### Your instructions
Continue the text explaining trusts, starting right after its last sentence.

### Excerpted text
-*-*-

A trust is basically a legal agreement in which a chosen person (trustee) manages certain property for the benefit of whomever the trust’s creator (grantor) chooses. Most commonly, a grantor establishes the trust to become effective during his or her lifetime (a “living trust”), appointing oneself as an initial trustee, and naming someone else as alternate trustee, to manage the property in the event of the grantor’s incapacity or death. It is common for married couples to set up a trust so that both spouses are the grantors, initial trustees, and primary beneficiaries during their lifetimes. Unlike a Will, which becomes a public document when it is filed with the probate court upon the creator’s death, a living trust normally remains a private document.
Typically, the trust property is managed for the benefit of the grantor during his or her lifetime. Upon the grantor’s death, the trustee either continues to manage the property for the benefit of whomever the grantor has named in the trust document as remainder beneficiaries, or distributes the property outright to the remainder beneficiaries. This all depends on the instructions the grantor has left in the trust document.
Property left to the remainder beneficiaries normally passes to them without the need for probate court involvement unless the trust is a “testamentary trust”. A testamentary trust is one which is created within the grantor’s Will, and only becomes effective upon the grantor’s death. In this case, the grantor’s Will must be probated in order for the trust provisions to become effective.
What are Some Common Types of Trusts?
There are many types of trusts which are set up for different purposes, and a single trust can be tailored to accomplish multiple purposes. These are only a few commonly used types of trusts (or types of provisions often combined with a broader trust):
Tax-Planned Trusts. To reduce or eliminate estate, gift, capital gains, or other taxes.
Special Needs or Supplemental Needs Trusts. To provide support for a person with special needs or who is incapacitated. Or to provide supplemental resources to increase the comfort or enrich the lifestyle of that person, without disqualifying that person from receiving state or federal assistance for basic needs.

-*-*-

### Extracted entries
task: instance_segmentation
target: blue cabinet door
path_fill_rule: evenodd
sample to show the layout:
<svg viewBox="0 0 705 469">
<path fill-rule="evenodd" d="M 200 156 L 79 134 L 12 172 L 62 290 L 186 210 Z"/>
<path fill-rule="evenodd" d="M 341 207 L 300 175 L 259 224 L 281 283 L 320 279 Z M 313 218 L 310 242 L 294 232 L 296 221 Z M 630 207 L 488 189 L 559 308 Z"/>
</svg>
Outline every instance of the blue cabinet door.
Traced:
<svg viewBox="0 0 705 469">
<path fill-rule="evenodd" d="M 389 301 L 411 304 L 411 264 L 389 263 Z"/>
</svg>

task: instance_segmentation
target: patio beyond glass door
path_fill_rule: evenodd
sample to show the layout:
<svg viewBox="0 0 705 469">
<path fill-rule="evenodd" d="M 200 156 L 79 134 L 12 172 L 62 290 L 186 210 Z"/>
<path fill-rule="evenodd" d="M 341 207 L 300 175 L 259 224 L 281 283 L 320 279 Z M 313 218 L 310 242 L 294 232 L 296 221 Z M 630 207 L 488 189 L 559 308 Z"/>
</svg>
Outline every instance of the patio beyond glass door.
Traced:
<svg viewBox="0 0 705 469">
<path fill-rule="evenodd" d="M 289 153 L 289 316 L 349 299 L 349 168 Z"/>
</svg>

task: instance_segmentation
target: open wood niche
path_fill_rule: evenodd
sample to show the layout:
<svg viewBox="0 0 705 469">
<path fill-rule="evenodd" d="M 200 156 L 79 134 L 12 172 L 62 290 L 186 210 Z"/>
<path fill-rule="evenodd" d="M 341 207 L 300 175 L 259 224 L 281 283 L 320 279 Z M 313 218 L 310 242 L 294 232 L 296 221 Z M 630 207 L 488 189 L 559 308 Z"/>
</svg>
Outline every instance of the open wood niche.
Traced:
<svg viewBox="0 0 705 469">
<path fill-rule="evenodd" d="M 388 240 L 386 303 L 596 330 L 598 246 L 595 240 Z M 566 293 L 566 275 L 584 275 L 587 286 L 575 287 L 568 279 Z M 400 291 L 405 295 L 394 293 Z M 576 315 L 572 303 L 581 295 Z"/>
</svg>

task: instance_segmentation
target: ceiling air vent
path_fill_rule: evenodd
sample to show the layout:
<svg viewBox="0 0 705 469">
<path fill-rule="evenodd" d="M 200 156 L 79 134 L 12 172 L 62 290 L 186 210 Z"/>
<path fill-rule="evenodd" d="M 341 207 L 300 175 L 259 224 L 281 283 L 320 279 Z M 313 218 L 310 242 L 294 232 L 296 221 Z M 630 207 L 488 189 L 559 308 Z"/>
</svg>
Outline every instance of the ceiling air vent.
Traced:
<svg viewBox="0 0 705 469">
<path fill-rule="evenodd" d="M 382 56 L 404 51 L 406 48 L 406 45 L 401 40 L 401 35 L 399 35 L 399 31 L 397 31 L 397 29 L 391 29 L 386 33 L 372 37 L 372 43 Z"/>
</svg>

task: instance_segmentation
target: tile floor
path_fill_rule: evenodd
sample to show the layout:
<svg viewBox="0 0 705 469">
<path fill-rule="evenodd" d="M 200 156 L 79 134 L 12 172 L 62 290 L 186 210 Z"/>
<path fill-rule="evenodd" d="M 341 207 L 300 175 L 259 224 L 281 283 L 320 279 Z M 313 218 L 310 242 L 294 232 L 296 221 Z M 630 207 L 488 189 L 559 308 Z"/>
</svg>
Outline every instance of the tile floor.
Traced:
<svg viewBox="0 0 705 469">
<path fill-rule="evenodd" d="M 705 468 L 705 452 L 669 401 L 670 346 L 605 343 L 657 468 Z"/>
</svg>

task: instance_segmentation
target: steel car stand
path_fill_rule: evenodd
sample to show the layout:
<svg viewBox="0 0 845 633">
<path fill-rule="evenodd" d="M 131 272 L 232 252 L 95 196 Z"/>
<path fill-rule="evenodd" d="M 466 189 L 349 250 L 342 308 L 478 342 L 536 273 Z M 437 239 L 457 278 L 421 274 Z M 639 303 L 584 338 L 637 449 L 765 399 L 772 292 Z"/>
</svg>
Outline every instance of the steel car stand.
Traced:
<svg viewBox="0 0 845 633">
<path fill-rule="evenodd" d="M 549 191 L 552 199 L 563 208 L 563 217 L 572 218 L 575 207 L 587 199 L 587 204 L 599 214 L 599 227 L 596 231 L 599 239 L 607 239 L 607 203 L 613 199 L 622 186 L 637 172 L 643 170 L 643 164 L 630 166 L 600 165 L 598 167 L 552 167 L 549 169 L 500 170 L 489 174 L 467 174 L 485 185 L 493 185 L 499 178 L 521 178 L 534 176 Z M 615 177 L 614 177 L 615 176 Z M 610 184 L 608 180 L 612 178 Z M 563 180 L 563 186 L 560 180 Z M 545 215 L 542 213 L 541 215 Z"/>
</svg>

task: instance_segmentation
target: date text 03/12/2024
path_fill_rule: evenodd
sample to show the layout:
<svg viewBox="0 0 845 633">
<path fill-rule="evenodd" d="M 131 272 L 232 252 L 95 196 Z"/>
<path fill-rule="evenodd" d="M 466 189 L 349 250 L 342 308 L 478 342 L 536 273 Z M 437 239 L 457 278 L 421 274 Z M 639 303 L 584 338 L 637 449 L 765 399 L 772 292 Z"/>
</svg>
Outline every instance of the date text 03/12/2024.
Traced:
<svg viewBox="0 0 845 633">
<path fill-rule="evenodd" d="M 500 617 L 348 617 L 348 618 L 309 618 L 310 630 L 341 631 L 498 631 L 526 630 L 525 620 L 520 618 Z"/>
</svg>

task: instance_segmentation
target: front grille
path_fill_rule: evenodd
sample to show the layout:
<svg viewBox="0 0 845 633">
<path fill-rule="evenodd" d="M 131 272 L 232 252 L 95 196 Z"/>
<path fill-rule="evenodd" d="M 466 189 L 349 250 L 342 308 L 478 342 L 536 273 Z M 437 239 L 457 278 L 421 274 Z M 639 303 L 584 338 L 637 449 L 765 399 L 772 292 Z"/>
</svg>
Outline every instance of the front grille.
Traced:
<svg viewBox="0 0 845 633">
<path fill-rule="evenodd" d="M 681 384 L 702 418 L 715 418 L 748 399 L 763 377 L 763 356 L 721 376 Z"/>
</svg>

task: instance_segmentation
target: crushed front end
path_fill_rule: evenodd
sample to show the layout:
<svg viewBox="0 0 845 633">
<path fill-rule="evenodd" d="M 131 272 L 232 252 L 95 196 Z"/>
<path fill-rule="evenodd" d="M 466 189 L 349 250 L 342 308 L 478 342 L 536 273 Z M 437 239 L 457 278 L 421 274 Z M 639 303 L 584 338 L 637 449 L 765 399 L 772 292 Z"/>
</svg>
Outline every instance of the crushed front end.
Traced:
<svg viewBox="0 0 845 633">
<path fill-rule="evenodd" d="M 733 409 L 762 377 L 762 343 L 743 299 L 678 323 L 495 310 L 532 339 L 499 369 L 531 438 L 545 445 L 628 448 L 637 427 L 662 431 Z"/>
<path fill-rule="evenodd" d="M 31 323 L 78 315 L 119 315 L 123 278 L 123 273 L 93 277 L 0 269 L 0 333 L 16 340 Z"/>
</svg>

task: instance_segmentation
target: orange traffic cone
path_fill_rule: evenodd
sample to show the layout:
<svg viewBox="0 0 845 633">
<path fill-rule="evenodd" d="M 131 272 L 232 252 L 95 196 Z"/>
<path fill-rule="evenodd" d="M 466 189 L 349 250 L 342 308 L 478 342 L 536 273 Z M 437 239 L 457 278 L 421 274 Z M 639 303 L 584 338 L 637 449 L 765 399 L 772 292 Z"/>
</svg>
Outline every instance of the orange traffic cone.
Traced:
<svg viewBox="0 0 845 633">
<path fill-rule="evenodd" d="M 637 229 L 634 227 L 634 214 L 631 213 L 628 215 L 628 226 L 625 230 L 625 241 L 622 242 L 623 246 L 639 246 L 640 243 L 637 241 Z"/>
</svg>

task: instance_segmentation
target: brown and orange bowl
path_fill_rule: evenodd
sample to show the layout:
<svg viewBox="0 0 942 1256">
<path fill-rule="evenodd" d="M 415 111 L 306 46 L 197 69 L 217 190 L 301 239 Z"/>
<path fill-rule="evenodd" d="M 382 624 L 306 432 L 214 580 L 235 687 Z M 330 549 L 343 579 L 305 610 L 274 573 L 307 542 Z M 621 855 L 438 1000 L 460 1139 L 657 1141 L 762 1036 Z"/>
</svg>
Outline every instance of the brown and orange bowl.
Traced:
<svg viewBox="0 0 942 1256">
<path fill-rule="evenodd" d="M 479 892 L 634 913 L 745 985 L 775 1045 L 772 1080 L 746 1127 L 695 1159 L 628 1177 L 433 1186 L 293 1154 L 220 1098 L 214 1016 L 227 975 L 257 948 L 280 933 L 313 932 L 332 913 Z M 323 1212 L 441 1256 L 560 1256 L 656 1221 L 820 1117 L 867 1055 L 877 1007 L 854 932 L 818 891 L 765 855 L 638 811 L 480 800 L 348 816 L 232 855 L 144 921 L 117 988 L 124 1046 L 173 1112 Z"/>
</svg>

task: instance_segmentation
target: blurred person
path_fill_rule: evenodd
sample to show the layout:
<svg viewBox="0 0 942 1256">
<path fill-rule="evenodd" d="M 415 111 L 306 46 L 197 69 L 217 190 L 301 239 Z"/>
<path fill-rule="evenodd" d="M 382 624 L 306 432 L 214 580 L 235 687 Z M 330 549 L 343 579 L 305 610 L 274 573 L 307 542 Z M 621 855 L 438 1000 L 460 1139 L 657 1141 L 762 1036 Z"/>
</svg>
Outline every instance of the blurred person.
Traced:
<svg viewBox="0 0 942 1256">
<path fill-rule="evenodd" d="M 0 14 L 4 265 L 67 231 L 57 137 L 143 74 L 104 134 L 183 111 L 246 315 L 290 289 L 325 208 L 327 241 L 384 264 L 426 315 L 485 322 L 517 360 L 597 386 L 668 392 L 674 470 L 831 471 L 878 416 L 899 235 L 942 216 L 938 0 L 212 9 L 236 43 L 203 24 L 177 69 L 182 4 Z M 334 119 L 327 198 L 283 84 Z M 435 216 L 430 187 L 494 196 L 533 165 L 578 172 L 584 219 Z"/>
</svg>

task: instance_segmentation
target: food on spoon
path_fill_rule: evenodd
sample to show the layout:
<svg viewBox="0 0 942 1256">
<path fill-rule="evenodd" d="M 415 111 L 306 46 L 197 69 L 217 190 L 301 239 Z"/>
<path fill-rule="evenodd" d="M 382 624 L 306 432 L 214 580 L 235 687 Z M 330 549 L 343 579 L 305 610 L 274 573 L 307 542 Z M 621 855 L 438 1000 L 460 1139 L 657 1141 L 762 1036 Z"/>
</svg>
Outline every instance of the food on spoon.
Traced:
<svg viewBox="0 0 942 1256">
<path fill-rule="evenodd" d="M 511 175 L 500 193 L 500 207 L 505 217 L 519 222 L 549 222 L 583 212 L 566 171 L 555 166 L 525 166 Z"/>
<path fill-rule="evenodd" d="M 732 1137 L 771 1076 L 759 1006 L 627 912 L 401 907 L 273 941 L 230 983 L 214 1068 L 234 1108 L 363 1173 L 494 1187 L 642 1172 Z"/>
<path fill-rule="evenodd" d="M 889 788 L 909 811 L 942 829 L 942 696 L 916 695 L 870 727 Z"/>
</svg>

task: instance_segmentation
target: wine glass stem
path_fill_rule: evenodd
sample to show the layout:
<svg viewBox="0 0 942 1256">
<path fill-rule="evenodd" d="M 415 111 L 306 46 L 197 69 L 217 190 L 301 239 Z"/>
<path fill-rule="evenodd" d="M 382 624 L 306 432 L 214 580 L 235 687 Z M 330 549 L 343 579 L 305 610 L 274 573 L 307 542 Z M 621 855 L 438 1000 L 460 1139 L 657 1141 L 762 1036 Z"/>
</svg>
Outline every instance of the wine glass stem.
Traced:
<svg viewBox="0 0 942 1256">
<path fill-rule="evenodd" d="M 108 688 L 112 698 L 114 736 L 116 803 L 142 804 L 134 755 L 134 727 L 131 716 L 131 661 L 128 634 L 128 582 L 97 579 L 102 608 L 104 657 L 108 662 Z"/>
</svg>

-*-*-

### Result of this exercise
Pet Trusts. To provide resources and instructions for the continued custody, care and support of beloved pets in the event of the grantor’s incapacity or death. This can be as simple as a few sentences within a broader trust established for human beneficiaries, or a complete trust can be set up specifically for the care of one’s pets.
Gun Trusts. To arrange in advance for the responsible, safe, and legal management and transfer of any guns or other weapons you own, in the event of your incapacity or death. In some cases, it is sufficient to include special provisions for guns in a will or a broader trust, but in other situations, a trust set up specifically for guns and other weapons is highly recommended. State and federal laws regarding weapons possession, transportation, sale, and transfer can be complex. A carefully-worded gun trust can provide a framework for the safe and responsible holding, maintenance, sale or other transfer of weapons in accordance with the grantor’s instructions. It also provides instructions to prevent the trustee from inadvertently violating relevant laws.
Spendthrift Trusts. To prevent creditors of some beneficiaries from gaining access to the beneficiaries’ shares of the trust property. The grantor can also establish any desired limitations on how much of their shares the beneficiaries can access, when, and for what purposes.
Charitable Trusts. To establish a framework for charitable giving, according to the grantor’s instructions, during the grantor’s lifetime and/or after the grantor’s death. These can be structured in a variety of ways and can be designed to maximize estate and other tax savings.
Who Should Have a Trust?
Trusts can be extremely useful tools in an estate plan. They can provide important advantages; however, a trust is not the best option for every situation. Sometimes a client’s goals can be met more easily and with less expense by using other, simpler planning tools. Whether or not we recommend a trust depends on multiple factors and should be determined on a case-by-case basis. A “one size fits all” approach is not good estate planning.